• Excerpted text
Chapter Four’s headquarters are on a quiet street in Kampala’s upscale Kololo district. Employees use their thumbprints to access the low-profile white building, surrounded by a lush garden that's dotted with avocado and eucalyptus trees. Opiyo’s office is at the end of a corridor, his large desk surrounded by stacks of files.

Tall and meticulously groomed, Opiyo is best known for representing opposition leader Robert Kyagulanyi Ssentamu, known as Bobi Wine, a former rapper-turned-presidential candidate who went up against Museveni in the 2021 general election and captured the imagination of young Ugandans with his vision of change. Though Wine mounted a serious challenge and won more seats than any other opposition party, it wasn’t enough to defeat the president. 

During Museveni’s 38 years in power, Uganda has expanded its economy, improved literacy, reduced HIV rates, and witnessed the end of a brutal civil war. But human rights conditions have also deteriorated significantly as Museveni has violently repressed critics and militarized the police force. International NGOs including Amnesty International, Human Rights Watch and Freedom House have sounded the alarm about worsening human rights conditions and election credibility, but the crackdown has continued.

In August, the Ugandan government shut down the United Nations’ human rights office after the international body called for an investigation into state security forces accused of torture. The same month, the World Bank announced that it was stopping new loans to the country over its draconian anti-LGBTQ laws, which Opiyo spent years challenging in court. Under those laws, some homosexual acts are punishable by death.

Such crackdowns have accelerated since 2014, the year Uganda rolled out its biometric ID system.  The country had been struggling with a spate of high-profile murders and violent robberies, and Museveni declared that the biometric registration of Ugandans  would enable authorities “to identify criminals accurately and promptly.”

• Raw data
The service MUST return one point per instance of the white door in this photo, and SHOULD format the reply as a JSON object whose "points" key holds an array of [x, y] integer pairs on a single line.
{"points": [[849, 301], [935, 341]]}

• Your instructions
Using the excerpted text on Uganda, answer these questions:
(a) What do employees use to enter the Chapter Four headquarters?
(b) How many years has Museveni been in power?
(c) In which year did Uganda roll out its biometric ID system?

• The completed task
(a) Their thumbprints
(b) 38 years
(c) 2014